Directions for this task
Duplicate each of the records below line for line, leaving every character unchanged.

Material to process
§
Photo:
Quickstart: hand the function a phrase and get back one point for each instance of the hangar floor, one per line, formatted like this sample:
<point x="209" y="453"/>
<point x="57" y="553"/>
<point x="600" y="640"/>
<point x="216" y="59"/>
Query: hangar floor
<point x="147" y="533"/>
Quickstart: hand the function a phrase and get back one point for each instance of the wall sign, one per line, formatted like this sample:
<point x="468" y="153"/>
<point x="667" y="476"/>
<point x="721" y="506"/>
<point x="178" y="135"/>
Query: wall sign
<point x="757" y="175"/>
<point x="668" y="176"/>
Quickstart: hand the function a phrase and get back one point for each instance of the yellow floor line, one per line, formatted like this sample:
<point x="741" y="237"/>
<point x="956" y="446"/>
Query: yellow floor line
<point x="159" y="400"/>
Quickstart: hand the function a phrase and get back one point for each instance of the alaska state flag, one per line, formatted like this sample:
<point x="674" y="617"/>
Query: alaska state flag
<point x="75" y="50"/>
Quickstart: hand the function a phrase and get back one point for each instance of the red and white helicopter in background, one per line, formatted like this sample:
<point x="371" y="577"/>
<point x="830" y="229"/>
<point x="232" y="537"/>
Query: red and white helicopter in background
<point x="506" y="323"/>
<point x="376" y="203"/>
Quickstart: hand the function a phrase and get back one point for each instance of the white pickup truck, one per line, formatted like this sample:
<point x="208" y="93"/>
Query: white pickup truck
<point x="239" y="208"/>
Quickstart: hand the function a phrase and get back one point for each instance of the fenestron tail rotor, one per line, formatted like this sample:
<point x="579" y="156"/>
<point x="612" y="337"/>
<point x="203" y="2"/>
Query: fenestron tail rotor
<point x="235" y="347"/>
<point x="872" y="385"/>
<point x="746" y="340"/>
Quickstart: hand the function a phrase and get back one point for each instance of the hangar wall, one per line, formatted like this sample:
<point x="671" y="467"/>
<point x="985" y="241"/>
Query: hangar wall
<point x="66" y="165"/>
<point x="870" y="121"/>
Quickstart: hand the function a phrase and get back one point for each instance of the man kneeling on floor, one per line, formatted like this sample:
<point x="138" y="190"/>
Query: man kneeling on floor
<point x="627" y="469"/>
§
Completed exercise
Photo:
Quickstart: hand the function a phrase and get back one point for each instance of the hangar floor, one per line, formatted like this sample:
<point x="209" y="453"/>
<point x="57" y="553"/>
<point x="600" y="640"/>
<point x="216" y="59"/>
Query: hangar floor
<point x="147" y="533"/>
Quickstart: hand the function a phrase and get back one point for each instance of the wall sign, one per line, formatted like this sample:
<point x="468" y="153"/>
<point x="667" y="476"/>
<point x="721" y="506"/>
<point x="178" y="135"/>
Query: wall sign
<point x="757" y="175"/>
<point x="668" y="176"/>
Quickstart: hand the function a phrase and get back one point for each instance of the yellow floor line, one per line, formatted like this sample:
<point x="741" y="237"/>
<point x="956" y="446"/>
Query: yellow floor line
<point x="159" y="400"/>
Quickstart: hand the function a phrase and get back one point for each instance of the alaska state flag, one per line, formatted like this sample:
<point x="674" y="617"/>
Query: alaska state flag
<point x="75" y="50"/>
Quickstart: hand the function a phrase and get back one point for each instance of the red and white helicopter in background, one per line, formatted like this sample:
<point x="371" y="577"/>
<point x="830" y="229"/>
<point x="232" y="537"/>
Query: red and white helicopter in background
<point x="506" y="323"/>
<point x="376" y="203"/>
Quickstart: hand the function a phrase and get back one point for each instance of the white pickup truck, one per line, formatted like this sample:
<point x="208" y="93"/>
Query: white pickup truck
<point x="239" y="208"/>
Quickstart: hand the function a phrase and get back one point for each instance of the fenestron tail rotor, one per line, formatted like this sample:
<point x="579" y="156"/>
<point x="612" y="337"/>
<point x="203" y="2"/>
Query: fenestron tail rotor
<point x="235" y="347"/>
<point x="872" y="385"/>
<point x="746" y="340"/>
Quickstart: hand the function a phrase and get back one point for each instance of the hangar wall, one per line, formatted like this sample:
<point x="671" y="467"/>
<point x="985" y="241"/>
Query: hangar wall
<point x="66" y="165"/>
<point x="870" y="121"/>
Quickstart: hand the function a phrase and get back one point for each instance of the man kneeling on floor, one per line, formatted like this sample:
<point x="138" y="190"/>
Query: man kneeling on floor
<point x="627" y="469"/>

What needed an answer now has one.